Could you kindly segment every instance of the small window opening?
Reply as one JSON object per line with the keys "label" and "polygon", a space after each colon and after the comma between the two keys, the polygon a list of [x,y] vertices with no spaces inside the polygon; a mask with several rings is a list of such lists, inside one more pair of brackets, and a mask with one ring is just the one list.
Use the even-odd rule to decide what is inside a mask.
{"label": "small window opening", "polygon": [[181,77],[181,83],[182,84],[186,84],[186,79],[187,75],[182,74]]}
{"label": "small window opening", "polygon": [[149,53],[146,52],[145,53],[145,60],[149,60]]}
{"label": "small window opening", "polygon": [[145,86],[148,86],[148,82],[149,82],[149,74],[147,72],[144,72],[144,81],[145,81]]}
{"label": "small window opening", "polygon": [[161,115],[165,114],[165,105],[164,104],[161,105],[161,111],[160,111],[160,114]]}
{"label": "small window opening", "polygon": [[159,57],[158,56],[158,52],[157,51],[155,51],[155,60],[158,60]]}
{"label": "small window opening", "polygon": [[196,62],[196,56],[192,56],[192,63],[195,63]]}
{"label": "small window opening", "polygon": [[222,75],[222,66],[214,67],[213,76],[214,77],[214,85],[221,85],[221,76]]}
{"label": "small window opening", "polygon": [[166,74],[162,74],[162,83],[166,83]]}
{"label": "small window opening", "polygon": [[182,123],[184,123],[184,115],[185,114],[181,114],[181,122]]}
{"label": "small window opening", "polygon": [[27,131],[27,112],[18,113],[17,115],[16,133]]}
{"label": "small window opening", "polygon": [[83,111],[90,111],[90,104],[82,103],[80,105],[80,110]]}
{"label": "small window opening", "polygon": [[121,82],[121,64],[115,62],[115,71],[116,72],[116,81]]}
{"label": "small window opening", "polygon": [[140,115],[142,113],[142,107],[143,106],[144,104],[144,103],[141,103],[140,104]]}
........
What is required:
Return every line of the listing above that contains the word "mask".

Problem solution:
Reply as one JSON object per line with the keys "label" and "polygon", a space after each colon and after the comma between the two keys, the polygon a list of [x,y] vertices with no spaces inside the polygon; a mask with several rings is a list of such lists, inside one more pair of brackets, and a mask with one ring is just the one list.
Use the even-odd rule to decide what is inside a mask.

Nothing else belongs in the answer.